ACTIVITY ->
Only the lines below starting at the one containing "190L0 230V268L46 272L0" and ending at the one containing "positive clicks: (247, 283) (162, 285)" belong in the answer, each copied exactly.
(INPUT)
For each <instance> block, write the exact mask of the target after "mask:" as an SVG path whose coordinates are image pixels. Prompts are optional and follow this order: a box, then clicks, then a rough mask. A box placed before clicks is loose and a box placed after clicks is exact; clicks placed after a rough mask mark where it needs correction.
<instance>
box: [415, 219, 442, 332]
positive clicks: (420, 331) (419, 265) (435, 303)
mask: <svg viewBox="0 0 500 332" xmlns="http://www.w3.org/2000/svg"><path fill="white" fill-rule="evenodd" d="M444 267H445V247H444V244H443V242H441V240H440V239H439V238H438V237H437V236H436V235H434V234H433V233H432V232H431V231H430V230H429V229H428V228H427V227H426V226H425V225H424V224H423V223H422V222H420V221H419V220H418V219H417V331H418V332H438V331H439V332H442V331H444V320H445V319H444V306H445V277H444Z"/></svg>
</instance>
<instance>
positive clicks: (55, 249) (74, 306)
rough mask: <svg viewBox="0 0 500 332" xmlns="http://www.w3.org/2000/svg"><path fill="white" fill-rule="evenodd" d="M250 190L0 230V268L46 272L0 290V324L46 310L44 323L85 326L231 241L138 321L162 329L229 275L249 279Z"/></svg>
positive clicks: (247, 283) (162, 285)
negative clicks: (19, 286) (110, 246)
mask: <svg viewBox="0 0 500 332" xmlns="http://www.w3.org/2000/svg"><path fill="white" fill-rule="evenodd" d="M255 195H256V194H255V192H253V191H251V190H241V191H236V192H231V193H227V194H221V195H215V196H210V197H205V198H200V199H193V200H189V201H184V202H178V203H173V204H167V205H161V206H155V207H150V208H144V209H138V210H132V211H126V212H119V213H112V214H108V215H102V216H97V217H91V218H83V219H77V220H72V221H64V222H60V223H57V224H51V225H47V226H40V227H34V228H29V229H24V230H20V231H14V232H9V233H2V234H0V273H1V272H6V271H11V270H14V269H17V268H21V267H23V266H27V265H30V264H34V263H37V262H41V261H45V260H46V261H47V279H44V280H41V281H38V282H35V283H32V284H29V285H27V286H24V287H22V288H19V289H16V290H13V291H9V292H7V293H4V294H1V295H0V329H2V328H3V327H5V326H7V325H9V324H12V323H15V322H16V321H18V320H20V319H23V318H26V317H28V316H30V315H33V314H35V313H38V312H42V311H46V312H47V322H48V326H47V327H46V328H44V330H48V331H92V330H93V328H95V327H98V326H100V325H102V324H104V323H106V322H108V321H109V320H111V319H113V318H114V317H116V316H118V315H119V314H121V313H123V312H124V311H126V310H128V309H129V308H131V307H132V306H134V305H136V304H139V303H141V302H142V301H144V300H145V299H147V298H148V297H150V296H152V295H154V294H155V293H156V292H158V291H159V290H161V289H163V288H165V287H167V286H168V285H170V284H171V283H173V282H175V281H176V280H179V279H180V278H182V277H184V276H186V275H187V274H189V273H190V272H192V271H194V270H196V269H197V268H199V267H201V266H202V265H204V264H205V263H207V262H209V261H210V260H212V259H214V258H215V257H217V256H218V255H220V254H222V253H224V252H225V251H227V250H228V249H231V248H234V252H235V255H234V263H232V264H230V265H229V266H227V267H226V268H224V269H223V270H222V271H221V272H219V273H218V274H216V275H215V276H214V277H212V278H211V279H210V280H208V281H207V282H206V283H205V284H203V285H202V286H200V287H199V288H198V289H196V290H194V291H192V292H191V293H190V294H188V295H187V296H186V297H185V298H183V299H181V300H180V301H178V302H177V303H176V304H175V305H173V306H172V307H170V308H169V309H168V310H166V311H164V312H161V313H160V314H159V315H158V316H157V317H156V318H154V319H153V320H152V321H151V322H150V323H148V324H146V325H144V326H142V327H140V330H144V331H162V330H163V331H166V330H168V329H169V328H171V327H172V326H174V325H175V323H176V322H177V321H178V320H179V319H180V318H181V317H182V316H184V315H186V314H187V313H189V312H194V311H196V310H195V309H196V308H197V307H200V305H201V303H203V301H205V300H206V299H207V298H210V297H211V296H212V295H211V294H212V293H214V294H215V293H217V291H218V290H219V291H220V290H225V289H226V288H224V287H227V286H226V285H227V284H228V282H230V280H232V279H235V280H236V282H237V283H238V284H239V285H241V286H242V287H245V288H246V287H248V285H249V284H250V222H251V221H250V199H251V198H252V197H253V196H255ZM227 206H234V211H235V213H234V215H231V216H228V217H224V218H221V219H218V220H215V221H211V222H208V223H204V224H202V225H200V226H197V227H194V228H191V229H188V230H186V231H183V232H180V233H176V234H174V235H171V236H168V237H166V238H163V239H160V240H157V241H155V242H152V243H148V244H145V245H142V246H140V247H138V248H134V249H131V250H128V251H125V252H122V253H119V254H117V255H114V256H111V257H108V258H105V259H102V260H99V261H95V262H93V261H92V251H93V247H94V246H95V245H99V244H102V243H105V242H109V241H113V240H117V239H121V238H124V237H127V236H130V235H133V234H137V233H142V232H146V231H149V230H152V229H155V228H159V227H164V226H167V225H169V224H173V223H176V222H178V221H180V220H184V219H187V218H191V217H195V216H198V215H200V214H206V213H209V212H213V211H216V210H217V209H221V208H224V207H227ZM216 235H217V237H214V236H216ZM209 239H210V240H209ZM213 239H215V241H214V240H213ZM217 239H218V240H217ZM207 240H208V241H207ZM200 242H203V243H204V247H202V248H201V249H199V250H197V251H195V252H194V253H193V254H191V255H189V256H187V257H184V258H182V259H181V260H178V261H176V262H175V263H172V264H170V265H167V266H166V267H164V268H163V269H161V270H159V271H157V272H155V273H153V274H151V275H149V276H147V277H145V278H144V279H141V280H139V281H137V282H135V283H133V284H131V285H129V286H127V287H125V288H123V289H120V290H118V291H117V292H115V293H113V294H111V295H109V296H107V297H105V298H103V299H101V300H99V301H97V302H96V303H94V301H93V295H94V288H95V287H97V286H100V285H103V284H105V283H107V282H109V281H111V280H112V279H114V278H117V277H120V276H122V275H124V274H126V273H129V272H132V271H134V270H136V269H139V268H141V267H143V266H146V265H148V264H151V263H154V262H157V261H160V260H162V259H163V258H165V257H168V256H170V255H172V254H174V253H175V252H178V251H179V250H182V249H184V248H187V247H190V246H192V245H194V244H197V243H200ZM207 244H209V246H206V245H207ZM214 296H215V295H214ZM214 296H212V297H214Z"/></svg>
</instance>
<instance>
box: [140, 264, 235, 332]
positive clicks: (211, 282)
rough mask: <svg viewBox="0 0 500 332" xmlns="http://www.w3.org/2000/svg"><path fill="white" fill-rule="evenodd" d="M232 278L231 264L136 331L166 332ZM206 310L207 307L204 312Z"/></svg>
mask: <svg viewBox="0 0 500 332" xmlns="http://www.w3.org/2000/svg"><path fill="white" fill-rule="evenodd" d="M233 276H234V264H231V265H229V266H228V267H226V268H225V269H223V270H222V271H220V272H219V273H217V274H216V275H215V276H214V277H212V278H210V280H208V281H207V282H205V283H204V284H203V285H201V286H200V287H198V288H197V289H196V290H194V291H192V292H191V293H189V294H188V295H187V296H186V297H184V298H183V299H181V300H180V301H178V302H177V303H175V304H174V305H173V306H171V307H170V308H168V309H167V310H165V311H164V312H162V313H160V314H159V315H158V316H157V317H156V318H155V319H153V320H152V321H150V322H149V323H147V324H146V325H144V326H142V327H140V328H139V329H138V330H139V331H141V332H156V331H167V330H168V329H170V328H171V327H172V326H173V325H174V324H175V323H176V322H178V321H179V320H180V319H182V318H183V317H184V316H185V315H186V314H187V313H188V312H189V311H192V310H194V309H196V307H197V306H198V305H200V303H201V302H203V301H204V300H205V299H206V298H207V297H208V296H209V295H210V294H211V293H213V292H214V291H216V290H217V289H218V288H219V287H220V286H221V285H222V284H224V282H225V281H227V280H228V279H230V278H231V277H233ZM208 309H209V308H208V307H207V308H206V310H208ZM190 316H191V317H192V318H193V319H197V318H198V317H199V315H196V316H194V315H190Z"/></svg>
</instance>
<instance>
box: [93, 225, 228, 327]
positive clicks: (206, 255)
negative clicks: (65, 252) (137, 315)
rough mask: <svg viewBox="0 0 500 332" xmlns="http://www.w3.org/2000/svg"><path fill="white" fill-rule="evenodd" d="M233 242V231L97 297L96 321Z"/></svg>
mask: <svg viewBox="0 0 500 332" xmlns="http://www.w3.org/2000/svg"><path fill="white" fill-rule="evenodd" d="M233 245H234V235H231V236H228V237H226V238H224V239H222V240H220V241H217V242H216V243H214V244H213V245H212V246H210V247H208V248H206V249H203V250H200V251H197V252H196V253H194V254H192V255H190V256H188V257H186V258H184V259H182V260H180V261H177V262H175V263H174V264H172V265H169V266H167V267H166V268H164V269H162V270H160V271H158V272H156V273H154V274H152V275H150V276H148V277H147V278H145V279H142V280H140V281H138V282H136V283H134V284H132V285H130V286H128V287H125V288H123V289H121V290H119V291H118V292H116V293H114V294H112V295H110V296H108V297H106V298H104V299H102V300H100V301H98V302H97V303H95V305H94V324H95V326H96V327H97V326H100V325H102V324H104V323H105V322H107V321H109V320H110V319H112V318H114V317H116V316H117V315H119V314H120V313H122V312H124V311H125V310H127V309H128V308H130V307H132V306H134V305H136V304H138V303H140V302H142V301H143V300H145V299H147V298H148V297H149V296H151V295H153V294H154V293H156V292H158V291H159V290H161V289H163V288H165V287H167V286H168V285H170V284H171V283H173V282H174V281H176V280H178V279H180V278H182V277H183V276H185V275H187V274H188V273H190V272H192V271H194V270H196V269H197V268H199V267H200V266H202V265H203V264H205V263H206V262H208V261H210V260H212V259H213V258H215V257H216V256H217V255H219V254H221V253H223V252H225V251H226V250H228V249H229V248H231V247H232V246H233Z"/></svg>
(End INPUT)
WRITTEN RESPONSE ->
rough mask: <svg viewBox="0 0 500 332" xmlns="http://www.w3.org/2000/svg"><path fill="white" fill-rule="evenodd" d="M250 190L0 230V268L46 272L0 290V324L46 310L44 323L85 326L231 241L138 321L162 329L229 275L249 279Z"/></svg>
positive clicks: (247, 283) (162, 285)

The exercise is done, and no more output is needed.